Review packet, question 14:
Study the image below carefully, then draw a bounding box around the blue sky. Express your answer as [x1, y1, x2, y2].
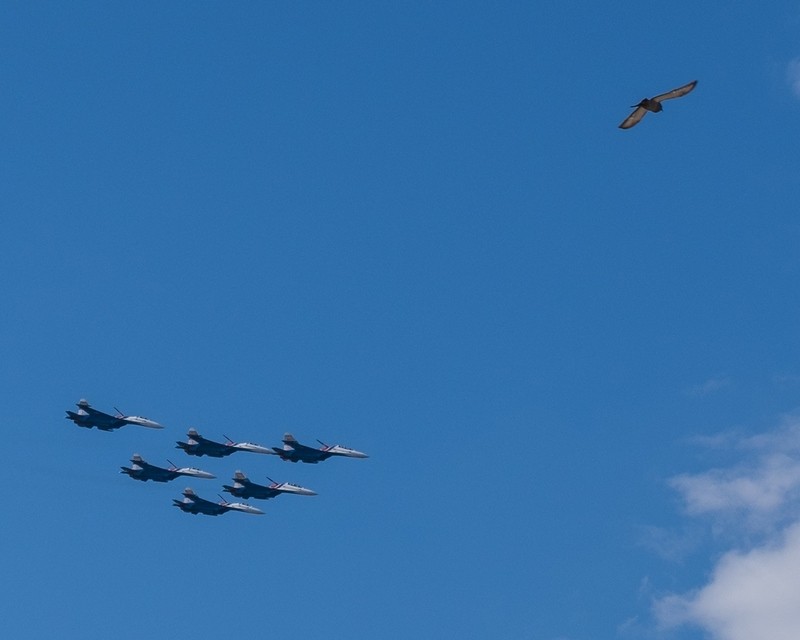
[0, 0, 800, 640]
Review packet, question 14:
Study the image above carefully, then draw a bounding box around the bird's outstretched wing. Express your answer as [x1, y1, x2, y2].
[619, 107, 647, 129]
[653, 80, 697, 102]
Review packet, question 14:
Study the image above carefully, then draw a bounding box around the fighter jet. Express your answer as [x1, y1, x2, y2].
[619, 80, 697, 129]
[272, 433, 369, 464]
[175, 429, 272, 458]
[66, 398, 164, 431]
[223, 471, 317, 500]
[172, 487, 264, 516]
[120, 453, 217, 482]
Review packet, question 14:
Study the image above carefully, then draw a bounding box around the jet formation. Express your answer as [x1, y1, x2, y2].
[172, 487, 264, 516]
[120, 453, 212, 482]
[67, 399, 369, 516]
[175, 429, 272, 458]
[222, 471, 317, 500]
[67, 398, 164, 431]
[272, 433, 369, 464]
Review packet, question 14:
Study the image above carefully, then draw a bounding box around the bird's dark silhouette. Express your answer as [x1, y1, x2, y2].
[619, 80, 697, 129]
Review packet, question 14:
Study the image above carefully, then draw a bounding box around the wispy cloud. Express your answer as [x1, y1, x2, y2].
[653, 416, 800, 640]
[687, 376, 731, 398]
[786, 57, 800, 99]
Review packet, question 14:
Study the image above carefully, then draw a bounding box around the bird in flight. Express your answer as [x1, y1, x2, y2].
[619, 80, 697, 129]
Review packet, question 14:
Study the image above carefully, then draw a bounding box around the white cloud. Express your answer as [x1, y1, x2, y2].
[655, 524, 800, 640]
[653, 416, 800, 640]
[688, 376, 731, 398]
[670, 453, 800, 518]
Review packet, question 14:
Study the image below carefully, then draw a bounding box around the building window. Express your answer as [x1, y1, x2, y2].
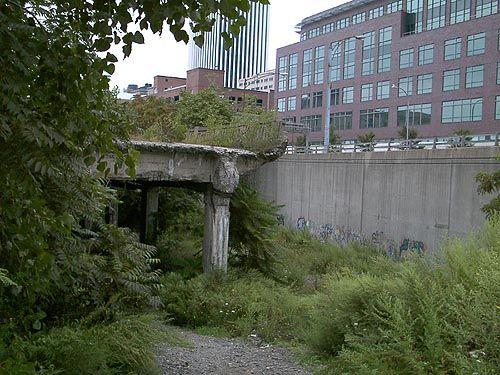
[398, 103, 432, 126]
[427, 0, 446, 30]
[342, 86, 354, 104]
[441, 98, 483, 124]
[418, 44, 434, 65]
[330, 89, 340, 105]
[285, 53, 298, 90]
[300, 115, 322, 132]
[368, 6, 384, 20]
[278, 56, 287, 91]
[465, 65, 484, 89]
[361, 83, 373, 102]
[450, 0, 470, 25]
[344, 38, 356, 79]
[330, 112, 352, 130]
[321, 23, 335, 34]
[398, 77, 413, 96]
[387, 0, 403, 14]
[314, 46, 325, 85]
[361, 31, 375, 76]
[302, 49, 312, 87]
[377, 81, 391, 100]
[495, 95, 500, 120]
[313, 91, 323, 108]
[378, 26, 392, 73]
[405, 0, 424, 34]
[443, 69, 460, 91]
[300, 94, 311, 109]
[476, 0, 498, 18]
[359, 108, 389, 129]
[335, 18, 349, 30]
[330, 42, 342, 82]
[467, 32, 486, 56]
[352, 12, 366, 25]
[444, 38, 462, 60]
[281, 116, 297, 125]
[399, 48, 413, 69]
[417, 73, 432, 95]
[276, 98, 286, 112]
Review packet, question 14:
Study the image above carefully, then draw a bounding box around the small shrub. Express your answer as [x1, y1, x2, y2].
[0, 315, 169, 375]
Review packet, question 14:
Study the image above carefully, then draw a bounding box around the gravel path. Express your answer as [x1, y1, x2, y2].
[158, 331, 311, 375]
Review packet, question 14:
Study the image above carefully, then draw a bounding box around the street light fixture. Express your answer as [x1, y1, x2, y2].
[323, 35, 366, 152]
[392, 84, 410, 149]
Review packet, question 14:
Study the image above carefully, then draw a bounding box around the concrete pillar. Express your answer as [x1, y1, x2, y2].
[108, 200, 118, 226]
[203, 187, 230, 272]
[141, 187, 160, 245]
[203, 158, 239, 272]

○ ○ ○ ○ ○

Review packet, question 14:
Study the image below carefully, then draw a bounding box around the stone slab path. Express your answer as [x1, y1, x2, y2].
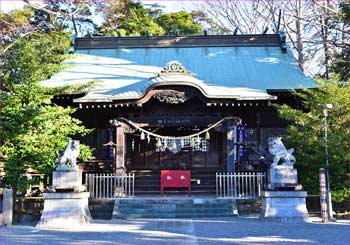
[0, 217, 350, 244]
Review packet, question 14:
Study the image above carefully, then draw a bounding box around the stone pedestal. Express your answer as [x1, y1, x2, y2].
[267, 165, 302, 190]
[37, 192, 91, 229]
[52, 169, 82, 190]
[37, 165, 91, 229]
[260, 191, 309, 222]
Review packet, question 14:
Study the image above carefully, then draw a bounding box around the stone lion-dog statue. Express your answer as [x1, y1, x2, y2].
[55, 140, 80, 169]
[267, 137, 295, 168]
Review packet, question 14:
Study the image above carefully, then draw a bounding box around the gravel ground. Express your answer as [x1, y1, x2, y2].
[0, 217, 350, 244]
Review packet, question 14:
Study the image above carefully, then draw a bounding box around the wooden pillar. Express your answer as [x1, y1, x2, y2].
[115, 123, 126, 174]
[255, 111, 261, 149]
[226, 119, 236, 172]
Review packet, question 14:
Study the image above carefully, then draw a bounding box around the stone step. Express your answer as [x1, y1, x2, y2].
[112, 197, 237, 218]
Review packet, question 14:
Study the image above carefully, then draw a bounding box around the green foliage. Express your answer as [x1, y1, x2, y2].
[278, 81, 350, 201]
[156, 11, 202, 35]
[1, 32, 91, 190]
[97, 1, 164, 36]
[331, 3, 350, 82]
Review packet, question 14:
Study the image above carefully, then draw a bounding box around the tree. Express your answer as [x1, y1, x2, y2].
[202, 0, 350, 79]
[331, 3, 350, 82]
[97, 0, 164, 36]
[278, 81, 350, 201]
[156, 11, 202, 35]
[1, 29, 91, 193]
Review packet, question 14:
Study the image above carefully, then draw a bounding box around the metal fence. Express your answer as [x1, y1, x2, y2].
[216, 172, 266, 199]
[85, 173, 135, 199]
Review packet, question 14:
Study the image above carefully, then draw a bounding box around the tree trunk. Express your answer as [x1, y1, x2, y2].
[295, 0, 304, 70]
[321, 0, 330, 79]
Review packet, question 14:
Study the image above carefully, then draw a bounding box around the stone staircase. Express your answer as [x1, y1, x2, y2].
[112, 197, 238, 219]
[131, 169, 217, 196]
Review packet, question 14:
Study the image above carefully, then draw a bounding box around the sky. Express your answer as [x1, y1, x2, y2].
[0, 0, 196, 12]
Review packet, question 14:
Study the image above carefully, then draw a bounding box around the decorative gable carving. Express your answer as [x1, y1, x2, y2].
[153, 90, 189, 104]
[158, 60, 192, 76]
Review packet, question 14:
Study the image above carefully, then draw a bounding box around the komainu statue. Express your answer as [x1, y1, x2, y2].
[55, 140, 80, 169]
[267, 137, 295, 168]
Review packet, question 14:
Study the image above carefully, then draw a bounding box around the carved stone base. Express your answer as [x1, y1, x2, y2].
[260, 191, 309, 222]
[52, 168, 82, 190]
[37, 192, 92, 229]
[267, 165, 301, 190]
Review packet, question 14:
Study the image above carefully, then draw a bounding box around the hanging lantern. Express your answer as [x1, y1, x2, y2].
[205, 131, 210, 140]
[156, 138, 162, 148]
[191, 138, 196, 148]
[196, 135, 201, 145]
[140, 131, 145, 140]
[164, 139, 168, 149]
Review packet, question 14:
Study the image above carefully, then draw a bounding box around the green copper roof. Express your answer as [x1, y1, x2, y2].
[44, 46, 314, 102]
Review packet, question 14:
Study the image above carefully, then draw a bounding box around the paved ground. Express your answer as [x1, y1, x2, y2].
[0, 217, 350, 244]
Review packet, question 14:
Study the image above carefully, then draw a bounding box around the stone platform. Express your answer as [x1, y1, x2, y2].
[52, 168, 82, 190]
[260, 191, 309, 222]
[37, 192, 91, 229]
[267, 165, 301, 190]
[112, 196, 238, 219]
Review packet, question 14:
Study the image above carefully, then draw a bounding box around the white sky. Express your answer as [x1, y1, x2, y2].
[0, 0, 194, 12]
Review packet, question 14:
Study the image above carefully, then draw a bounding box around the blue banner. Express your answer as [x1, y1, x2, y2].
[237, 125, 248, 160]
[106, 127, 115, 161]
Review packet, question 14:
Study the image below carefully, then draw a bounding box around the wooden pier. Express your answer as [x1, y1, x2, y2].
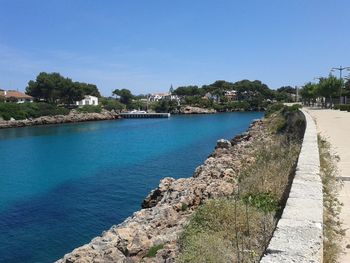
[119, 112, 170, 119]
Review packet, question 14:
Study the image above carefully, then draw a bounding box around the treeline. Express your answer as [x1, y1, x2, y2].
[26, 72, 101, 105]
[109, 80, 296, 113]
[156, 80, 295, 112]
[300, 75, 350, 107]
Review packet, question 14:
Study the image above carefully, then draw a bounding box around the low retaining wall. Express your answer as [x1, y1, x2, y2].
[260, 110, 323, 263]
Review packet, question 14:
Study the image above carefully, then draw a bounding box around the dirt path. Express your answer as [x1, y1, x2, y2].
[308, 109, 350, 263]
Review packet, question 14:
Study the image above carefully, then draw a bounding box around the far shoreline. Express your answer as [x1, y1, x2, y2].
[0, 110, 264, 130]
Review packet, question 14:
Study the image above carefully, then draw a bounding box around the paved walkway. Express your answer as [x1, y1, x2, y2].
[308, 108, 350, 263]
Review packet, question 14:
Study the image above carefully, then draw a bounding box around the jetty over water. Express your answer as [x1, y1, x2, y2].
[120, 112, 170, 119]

○ ○ ○ ○ ○

### Required task
Pull out each line of the records above that contains the string "paved". Case counts.

### Task response
Study the image above carefully, then draw a bounding box around the paved ground. Express your answer as [x1, y1, x2, y2].
Study the image above carefully, then draw a bounding box around the paved walkway. Express your answer as [x1, y1, x2, y2].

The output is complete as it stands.